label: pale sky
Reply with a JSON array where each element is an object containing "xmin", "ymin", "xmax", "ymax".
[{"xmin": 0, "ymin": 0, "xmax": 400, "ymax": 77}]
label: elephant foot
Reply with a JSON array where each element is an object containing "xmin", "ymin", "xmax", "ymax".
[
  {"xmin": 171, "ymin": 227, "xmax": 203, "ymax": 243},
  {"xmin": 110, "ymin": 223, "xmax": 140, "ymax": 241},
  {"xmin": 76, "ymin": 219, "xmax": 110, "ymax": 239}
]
---*---
Print the entire listing above again, line for line, without changing anything.

### [Task response]
label: pale sky
Reply with a JSON array where each element is an object containing "xmin", "ymin", "xmax", "ymax".
[{"xmin": 0, "ymin": 0, "xmax": 400, "ymax": 77}]
label: elephant foot
Reply with a JSON array where each element is an object containing "xmin", "ymin", "xmax", "ymax".
[
  {"xmin": 171, "ymin": 227, "xmax": 203, "ymax": 243},
  {"xmin": 110, "ymin": 223, "xmax": 140, "ymax": 241},
  {"xmin": 76, "ymin": 219, "xmax": 110, "ymax": 239}
]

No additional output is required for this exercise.